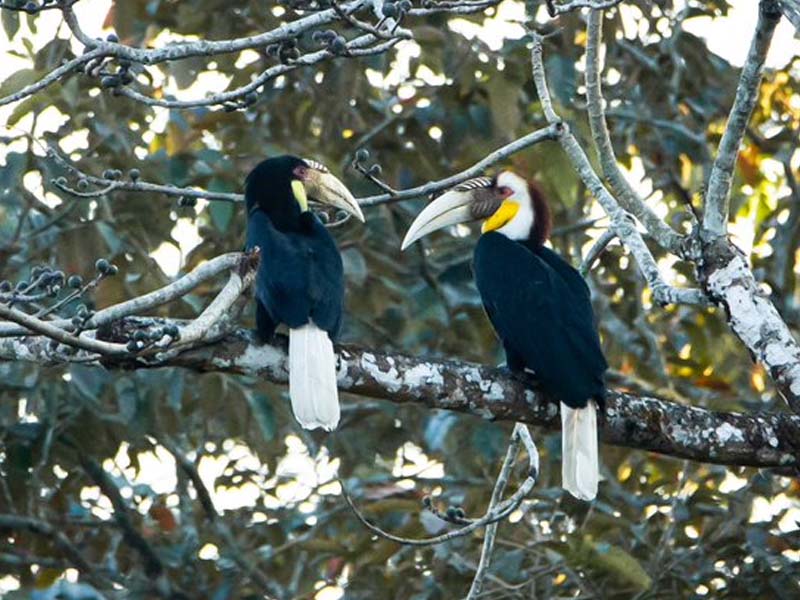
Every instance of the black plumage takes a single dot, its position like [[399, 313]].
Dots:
[[300, 278], [541, 309]]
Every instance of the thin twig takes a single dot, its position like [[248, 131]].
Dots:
[[717, 200], [497, 494], [596, 250], [499, 512], [628, 198]]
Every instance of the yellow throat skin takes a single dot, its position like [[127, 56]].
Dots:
[[299, 191], [507, 211]]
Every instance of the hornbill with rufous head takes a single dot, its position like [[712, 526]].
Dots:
[[300, 281], [538, 304]]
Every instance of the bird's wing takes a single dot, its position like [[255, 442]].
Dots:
[[326, 282], [282, 281], [540, 318]]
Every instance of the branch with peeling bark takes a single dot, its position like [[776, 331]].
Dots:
[[632, 420], [107, 185], [661, 232], [717, 198], [109, 60], [622, 223]]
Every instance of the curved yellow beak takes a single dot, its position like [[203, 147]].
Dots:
[[451, 208], [326, 188]]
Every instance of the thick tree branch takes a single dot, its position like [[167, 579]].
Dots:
[[752, 316], [106, 186], [634, 421], [661, 232], [717, 201]]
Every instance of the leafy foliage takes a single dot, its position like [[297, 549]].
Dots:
[[660, 528]]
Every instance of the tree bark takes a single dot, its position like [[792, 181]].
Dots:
[[631, 420]]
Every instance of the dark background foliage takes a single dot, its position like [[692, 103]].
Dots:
[[660, 527]]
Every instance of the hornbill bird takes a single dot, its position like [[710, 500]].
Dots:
[[300, 280], [538, 304]]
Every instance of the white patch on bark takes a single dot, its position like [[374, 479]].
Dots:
[[423, 374], [756, 321], [727, 432]]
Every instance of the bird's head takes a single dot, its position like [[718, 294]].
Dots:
[[283, 185], [506, 203]]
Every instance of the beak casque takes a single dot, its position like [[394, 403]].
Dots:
[[463, 203], [324, 187]]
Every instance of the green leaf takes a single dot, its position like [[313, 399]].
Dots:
[[10, 23], [17, 81], [616, 562], [221, 214]]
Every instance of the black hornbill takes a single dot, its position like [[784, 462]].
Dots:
[[538, 304], [300, 280]]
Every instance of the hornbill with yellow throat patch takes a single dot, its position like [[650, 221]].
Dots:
[[538, 304], [300, 280]]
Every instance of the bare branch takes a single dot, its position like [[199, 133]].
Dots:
[[554, 9], [752, 316], [634, 421], [110, 185], [35, 325], [717, 201], [497, 494], [70, 550], [621, 222], [168, 293], [596, 250], [547, 133], [498, 510], [53, 76], [667, 237], [356, 48]]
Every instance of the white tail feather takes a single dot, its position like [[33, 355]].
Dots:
[[579, 463], [312, 378]]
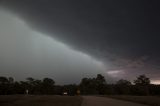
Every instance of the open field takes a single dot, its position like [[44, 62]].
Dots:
[[149, 100], [29, 100], [104, 101]]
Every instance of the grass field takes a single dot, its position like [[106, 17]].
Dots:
[[29, 100], [149, 100]]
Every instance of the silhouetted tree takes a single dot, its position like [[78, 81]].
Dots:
[[100, 84], [48, 86], [142, 85], [123, 87]]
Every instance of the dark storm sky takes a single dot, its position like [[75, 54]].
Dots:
[[123, 34]]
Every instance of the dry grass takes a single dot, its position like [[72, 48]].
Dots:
[[149, 100], [23, 100]]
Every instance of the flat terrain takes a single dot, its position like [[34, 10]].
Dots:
[[149, 100], [103, 101], [22, 100]]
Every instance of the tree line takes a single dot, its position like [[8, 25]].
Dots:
[[87, 86]]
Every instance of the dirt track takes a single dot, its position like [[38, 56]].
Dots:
[[103, 101]]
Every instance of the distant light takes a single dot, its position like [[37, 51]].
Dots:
[[156, 82]]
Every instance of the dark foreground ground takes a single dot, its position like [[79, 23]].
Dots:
[[103, 101], [49, 100], [149, 100], [24, 100]]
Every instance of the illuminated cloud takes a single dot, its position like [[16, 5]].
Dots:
[[27, 53]]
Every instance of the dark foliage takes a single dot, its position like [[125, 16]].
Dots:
[[87, 86]]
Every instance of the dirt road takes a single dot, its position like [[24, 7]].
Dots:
[[103, 101]]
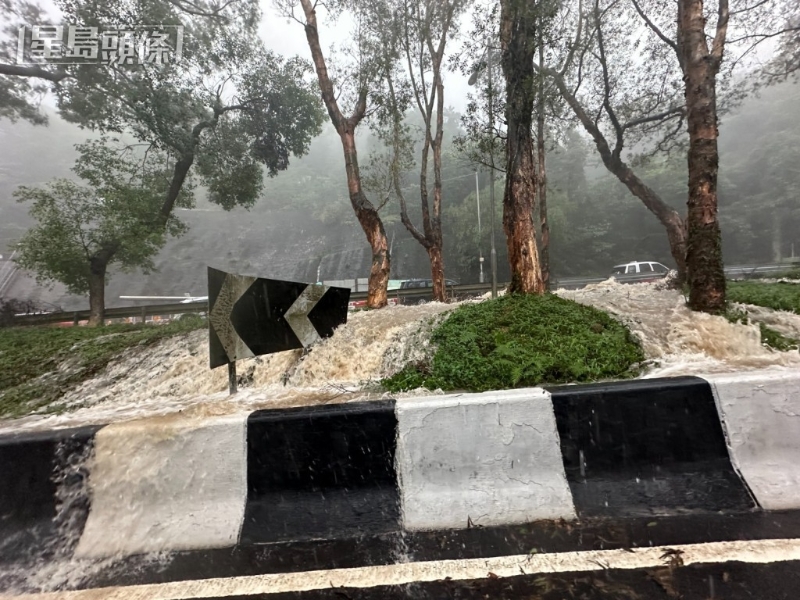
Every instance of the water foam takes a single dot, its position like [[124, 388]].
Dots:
[[680, 341]]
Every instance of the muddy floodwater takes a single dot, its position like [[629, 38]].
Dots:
[[173, 376]]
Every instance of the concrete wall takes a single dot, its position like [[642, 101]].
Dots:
[[761, 416], [626, 449], [483, 459]]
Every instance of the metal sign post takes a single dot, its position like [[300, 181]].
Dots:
[[251, 316]]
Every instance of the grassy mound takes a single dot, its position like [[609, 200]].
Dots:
[[778, 296], [39, 364], [520, 341]]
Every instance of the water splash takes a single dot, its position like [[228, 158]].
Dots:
[[173, 376]]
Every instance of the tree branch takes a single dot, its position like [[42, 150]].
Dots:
[[34, 72], [718, 47], [671, 43]]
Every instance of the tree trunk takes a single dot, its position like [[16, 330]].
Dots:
[[179, 175], [540, 151], [517, 35], [97, 291], [703, 245], [666, 215], [437, 272], [371, 224], [367, 215]]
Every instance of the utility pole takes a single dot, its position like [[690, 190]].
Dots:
[[480, 240]]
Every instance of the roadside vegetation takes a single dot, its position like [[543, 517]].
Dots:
[[39, 364], [520, 341], [777, 296]]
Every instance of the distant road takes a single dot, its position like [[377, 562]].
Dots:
[[408, 296]]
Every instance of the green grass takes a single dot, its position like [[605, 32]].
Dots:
[[523, 340], [778, 296], [39, 364]]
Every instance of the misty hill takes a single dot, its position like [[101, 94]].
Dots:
[[303, 227]]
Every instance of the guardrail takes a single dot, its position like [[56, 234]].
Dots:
[[407, 296], [126, 312]]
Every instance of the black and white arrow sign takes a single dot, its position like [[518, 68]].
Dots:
[[250, 316]]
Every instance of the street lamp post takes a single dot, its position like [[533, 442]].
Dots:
[[480, 249], [493, 257], [472, 80]]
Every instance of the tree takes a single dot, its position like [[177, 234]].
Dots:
[[620, 106], [23, 85], [421, 31], [518, 20], [363, 82], [84, 229], [700, 57]]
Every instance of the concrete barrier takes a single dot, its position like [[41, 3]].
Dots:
[[629, 449], [483, 459], [761, 414], [166, 484]]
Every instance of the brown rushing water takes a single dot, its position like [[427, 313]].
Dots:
[[173, 376]]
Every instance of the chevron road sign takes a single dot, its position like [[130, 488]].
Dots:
[[250, 316]]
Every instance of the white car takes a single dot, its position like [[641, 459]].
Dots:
[[640, 268]]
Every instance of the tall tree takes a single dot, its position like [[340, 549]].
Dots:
[[518, 20], [363, 82], [619, 106], [700, 64], [417, 32], [84, 229], [22, 86]]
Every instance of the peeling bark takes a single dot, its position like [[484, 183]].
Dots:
[[672, 222], [97, 290], [542, 166], [705, 272], [367, 215]]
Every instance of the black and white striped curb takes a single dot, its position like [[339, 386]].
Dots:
[[688, 445]]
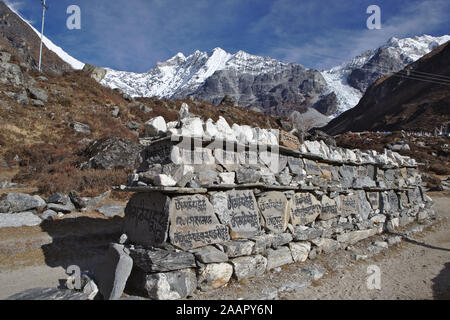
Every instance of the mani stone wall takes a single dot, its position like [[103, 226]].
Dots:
[[205, 211]]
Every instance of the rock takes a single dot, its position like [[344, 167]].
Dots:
[[274, 209], [228, 178], [21, 219], [210, 254], [112, 272], [356, 236], [249, 267], [11, 74], [164, 286], [304, 209], [289, 140], [48, 215], [214, 276], [49, 294], [281, 239], [58, 198], [77, 200], [300, 250], [80, 127], [155, 127], [244, 214], [164, 181], [160, 260], [329, 209], [238, 248], [111, 210], [302, 233], [19, 202], [278, 258], [114, 153], [248, 174]]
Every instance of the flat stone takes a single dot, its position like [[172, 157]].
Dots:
[[249, 267], [112, 272], [300, 250], [210, 254], [244, 214], [163, 286], [356, 236], [16, 220], [19, 202], [160, 260], [289, 140], [278, 258], [274, 209], [111, 210], [349, 205], [238, 248], [147, 219], [49, 294], [193, 223], [302, 233], [329, 209], [304, 209], [214, 276]]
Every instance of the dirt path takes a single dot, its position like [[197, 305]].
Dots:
[[417, 268]]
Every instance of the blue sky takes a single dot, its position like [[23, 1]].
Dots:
[[133, 35]]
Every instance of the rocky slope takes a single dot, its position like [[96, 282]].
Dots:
[[17, 34], [350, 80], [416, 98]]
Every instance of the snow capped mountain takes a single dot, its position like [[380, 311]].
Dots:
[[74, 63], [350, 79], [182, 75]]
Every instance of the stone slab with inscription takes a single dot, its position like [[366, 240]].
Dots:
[[289, 140], [146, 219], [304, 208], [274, 209], [193, 223], [244, 214]]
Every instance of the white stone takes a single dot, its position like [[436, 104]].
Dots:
[[155, 126], [224, 130], [227, 177], [300, 250], [16, 220]]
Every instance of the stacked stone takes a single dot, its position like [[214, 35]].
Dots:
[[218, 220]]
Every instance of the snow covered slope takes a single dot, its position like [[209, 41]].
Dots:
[[350, 79], [74, 63], [182, 75]]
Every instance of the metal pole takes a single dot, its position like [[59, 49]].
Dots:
[[42, 32]]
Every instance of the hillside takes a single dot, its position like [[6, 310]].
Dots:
[[415, 99]]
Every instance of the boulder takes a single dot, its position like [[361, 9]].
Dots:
[[21, 219], [114, 153], [249, 267], [155, 127], [174, 285], [112, 272], [214, 275], [49, 294], [111, 210]]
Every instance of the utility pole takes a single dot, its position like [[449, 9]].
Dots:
[[44, 7]]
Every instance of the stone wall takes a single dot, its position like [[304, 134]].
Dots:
[[208, 210]]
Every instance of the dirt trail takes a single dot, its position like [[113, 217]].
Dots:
[[418, 268]]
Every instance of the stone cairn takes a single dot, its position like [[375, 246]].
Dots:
[[214, 202]]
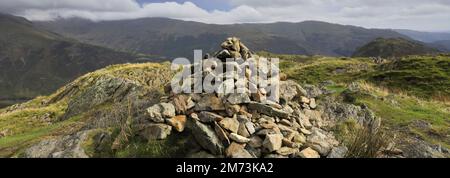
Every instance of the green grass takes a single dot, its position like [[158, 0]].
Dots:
[[176, 145]]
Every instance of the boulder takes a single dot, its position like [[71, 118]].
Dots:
[[312, 103], [321, 141], [232, 109], [223, 136], [236, 150], [308, 153], [209, 102], [250, 127], [267, 110], [182, 103], [255, 142], [290, 89], [206, 137], [305, 100], [238, 138], [243, 130], [161, 111], [238, 98], [338, 152], [230, 124], [286, 151], [201, 154], [155, 131], [178, 122], [209, 117], [273, 142]]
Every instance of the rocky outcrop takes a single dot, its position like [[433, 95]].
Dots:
[[233, 125]]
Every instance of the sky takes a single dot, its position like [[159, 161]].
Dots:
[[429, 15]]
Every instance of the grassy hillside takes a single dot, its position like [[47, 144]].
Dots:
[[411, 95], [407, 111], [422, 76], [48, 116], [35, 62]]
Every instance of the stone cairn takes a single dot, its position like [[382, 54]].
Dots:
[[243, 125]]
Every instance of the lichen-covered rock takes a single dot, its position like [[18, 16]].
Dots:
[[273, 142], [238, 138], [308, 153], [154, 131], [209, 117], [236, 150], [206, 137], [267, 110], [178, 122], [230, 124], [159, 112]]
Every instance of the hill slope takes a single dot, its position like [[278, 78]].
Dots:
[[34, 61], [393, 47], [93, 110], [175, 38], [427, 37]]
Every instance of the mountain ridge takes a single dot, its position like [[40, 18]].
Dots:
[[175, 38], [34, 61]]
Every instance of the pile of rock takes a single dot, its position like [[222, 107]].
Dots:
[[244, 125]]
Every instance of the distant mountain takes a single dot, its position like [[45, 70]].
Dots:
[[34, 61], [428, 37], [393, 47], [175, 38], [443, 45]]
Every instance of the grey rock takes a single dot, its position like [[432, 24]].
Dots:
[[290, 89], [308, 153], [223, 136], [321, 141], [155, 131], [255, 142], [209, 117], [238, 138], [285, 151], [250, 127], [238, 98], [201, 154], [209, 102], [159, 112], [236, 150], [230, 124], [312, 91], [312, 103], [267, 110], [338, 152], [273, 142], [206, 137]]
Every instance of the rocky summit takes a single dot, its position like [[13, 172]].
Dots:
[[132, 110]]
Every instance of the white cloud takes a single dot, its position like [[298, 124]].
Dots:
[[430, 15]]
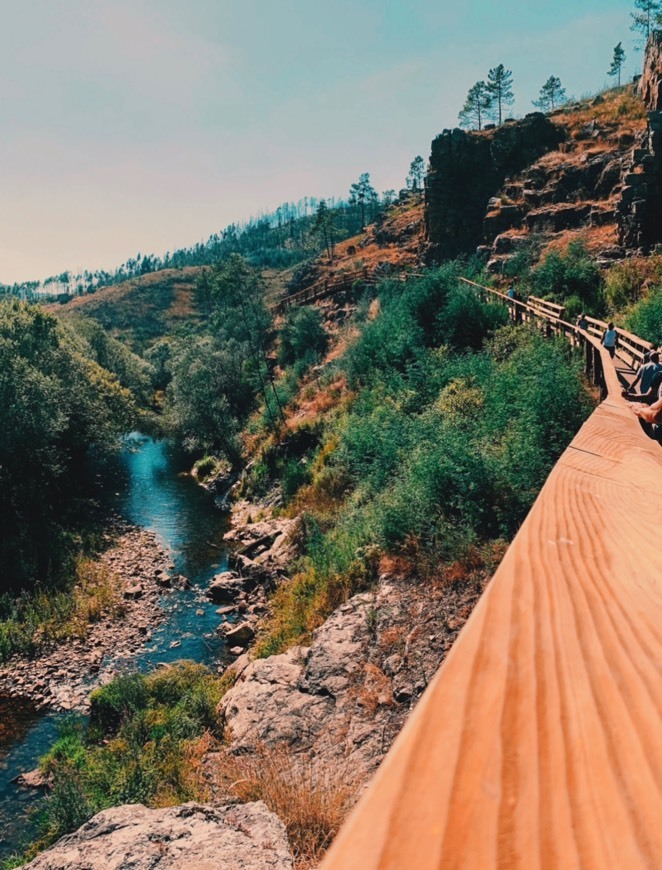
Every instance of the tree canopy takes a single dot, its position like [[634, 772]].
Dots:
[[552, 94], [500, 89], [476, 106]]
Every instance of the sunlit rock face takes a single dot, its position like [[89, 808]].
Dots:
[[468, 169], [247, 837]]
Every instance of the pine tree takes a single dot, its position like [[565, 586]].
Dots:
[[478, 102], [416, 174], [363, 195], [500, 89], [648, 14], [324, 227], [617, 62], [551, 94]]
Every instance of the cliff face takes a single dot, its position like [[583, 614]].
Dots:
[[640, 206], [468, 169], [650, 83], [591, 168]]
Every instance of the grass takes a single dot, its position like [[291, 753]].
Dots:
[[144, 743], [32, 622]]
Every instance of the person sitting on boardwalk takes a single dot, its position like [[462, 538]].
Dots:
[[650, 417], [609, 339], [649, 353], [649, 378]]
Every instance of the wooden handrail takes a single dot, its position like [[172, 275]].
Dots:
[[537, 744], [552, 308]]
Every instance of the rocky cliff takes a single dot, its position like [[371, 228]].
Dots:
[[188, 837], [468, 169], [640, 206], [592, 167]]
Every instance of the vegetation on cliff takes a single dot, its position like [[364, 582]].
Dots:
[[68, 391], [446, 428]]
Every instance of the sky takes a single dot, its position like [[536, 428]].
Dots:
[[147, 125]]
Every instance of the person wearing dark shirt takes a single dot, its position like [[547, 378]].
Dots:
[[648, 377], [649, 353]]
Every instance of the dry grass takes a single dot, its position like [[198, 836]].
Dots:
[[310, 795], [618, 107], [97, 593], [594, 239]]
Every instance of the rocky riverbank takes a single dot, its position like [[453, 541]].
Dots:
[[61, 676], [344, 698]]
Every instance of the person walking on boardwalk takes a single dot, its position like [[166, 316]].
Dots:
[[610, 339], [649, 378]]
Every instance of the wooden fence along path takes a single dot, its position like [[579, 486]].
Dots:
[[539, 742], [328, 287]]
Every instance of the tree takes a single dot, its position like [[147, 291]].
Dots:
[[648, 13], [617, 62], [302, 336], [500, 89], [361, 195], [478, 102], [551, 94], [416, 174]]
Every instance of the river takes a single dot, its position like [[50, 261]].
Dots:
[[148, 486]]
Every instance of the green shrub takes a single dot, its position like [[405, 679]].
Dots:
[[302, 336], [562, 276], [113, 704]]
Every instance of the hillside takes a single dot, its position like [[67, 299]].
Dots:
[[378, 433], [140, 310]]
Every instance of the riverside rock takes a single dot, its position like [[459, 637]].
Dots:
[[240, 635], [225, 588], [346, 696], [188, 837]]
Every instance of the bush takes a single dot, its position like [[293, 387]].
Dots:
[[570, 275], [115, 703], [302, 336]]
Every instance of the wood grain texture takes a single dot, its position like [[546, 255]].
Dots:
[[539, 742]]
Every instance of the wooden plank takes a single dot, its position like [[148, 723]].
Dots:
[[537, 745]]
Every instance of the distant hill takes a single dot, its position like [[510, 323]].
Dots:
[[143, 309]]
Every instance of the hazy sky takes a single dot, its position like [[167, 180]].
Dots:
[[146, 125]]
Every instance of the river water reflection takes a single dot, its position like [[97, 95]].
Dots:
[[149, 487]]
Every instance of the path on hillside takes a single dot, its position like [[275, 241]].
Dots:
[[538, 742]]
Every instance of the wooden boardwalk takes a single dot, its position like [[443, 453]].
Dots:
[[539, 742]]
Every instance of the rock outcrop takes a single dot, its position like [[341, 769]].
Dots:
[[345, 698], [188, 837], [650, 83], [640, 205]]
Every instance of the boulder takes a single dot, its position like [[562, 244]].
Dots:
[[245, 837], [32, 779], [266, 706], [240, 635], [131, 593]]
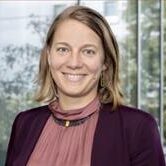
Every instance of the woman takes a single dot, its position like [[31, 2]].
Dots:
[[85, 122]]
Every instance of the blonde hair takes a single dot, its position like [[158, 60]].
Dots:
[[109, 90]]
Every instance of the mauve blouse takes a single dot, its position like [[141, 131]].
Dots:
[[66, 146]]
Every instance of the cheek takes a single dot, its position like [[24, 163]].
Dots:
[[95, 67], [55, 64]]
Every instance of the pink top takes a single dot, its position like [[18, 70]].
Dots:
[[66, 146]]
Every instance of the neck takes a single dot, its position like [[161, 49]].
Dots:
[[71, 103]]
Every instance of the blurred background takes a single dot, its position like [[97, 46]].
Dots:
[[139, 26]]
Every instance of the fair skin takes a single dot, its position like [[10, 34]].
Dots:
[[76, 62]]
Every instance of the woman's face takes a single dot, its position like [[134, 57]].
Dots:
[[76, 60]]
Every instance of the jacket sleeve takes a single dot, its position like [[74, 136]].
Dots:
[[12, 140], [147, 149]]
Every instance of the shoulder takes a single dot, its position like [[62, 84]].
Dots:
[[32, 114], [130, 117]]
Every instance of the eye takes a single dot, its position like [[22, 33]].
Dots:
[[62, 50], [89, 52]]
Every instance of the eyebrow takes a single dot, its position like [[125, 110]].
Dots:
[[85, 45]]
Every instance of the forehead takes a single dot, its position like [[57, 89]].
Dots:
[[75, 31]]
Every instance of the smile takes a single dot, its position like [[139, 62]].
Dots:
[[74, 77]]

§

Can you express the lines from the one containing "Every instance of the mountain" through the one containing "[[34, 61], [428, 37], [393, 47], [175, 38], [443, 45]]" as a Markdown table with the columns No. and Line, one row per line and blank lines left out?

_THE RESPONSE_:
| No. | Line |
|---|---|
| 1 | Every instance of the mountain ridge takes a single dot, its position like [[40, 18]]. |
| 2 | Dots: |
| 3 | [[175, 38], [34, 61]] |
| 4 | Every instance of the pile of rock takes a single dot, its position like [[222, 107]]. |
| 5 | Dots: |
| 6 | [[244, 125]] |
| 7 | Every instance of the distant mountain takes a single dot, its position like [[45, 70]]. |
| 8 | Dots: |
| 9 | [[34, 61], [428, 37], [393, 47], [175, 38], [443, 45]] |